### [Given task]
List every line in the data below that contains the word "woman".

### [Entries supplied]
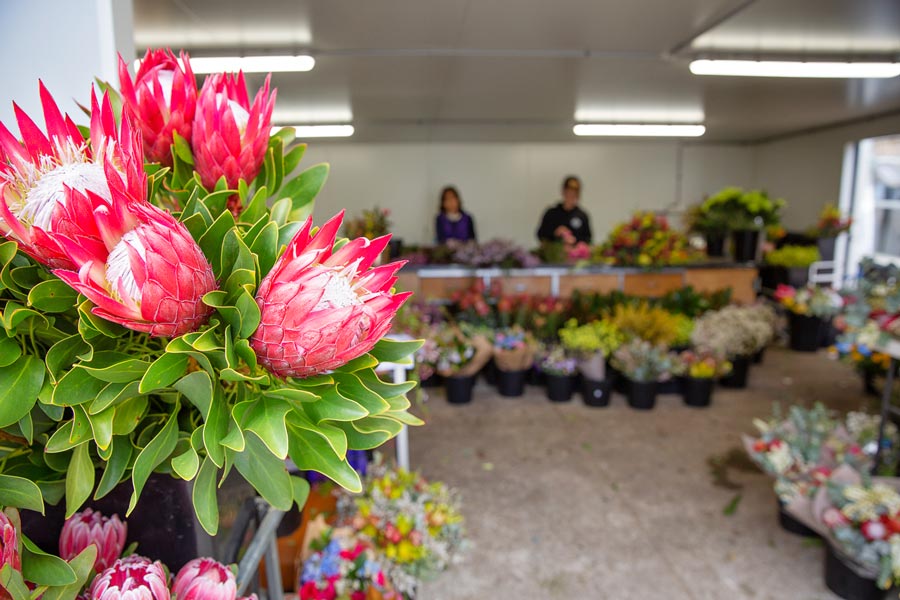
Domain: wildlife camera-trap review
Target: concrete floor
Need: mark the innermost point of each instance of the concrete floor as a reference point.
(567, 501)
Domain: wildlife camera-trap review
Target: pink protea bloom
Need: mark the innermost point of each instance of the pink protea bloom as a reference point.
(37, 173)
(230, 136)
(204, 579)
(92, 528)
(145, 272)
(132, 578)
(9, 544)
(162, 99)
(321, 309)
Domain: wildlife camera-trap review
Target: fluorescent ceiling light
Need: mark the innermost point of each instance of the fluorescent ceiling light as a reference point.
(630, 130)
(775, 68)
(307, 131)
(249, 64)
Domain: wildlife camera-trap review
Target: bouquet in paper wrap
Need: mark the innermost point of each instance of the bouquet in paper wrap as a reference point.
(170, 307)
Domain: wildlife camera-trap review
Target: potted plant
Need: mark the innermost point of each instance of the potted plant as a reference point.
(810, 310)
(592, 344)
(788, 265)
(644, 365)
(831, 224)
(513, 355)
(559, 369)
(747, 212)
(461, 355)
(699, 372)
(736, 332)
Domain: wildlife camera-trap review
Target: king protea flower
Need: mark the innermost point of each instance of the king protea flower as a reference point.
(145, 272)
(162, 99)
(230, 135)
(204, 579)
(132, 578)
(37, 173)
(92, 528)
(321, 309)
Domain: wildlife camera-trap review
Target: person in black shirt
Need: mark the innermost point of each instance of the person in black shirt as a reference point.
(566, 222)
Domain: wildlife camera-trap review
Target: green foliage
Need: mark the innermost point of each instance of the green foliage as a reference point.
(791, 257)
(86, 404)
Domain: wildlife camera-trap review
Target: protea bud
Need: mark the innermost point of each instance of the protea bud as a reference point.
(132, 578)
(204, 579)
(230, 136)
(321, 309)
(9, 543)
(162, 99)
(147, 274)
(88, 527)
(37, 173)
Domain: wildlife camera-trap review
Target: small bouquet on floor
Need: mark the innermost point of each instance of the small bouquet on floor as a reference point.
(461, 352)
(416, 525)
(591, 343)
(342, 565)
(641, 361)
(514, 349)
(702, 364)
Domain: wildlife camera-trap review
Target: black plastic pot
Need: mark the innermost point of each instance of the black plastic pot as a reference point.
(560, 387)
(459, 389)
(596, 393)
(511, 383)
(162, 524)
(697, 391)
(744, 243)
(759, 357)
(805, 332)
(642, 394)
(715, 244)
(740, 371)
(826, 248)
(792, 525)
(843, 581)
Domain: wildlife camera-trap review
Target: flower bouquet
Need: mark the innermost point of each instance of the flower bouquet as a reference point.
(644, 365)
(343, 565)
(645, 241)
(592, 343)
(514, 351)
(560, 369)
(699, 372)
(415, 525)
(810, 312)
(171, 314)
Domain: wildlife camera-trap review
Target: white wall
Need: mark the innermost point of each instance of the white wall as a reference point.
(507, 186)
(65, 43)
(806, 170)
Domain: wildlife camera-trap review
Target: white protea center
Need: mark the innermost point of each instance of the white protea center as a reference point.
(241, 116)
(42, 187)
(119, 276)
(340, 290)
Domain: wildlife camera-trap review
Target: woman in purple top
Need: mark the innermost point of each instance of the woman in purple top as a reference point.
(453, 223)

### [Solution]
Target: woman in purple top
Need: mark the innermost point of each instance of the woman in purple top as a reference point.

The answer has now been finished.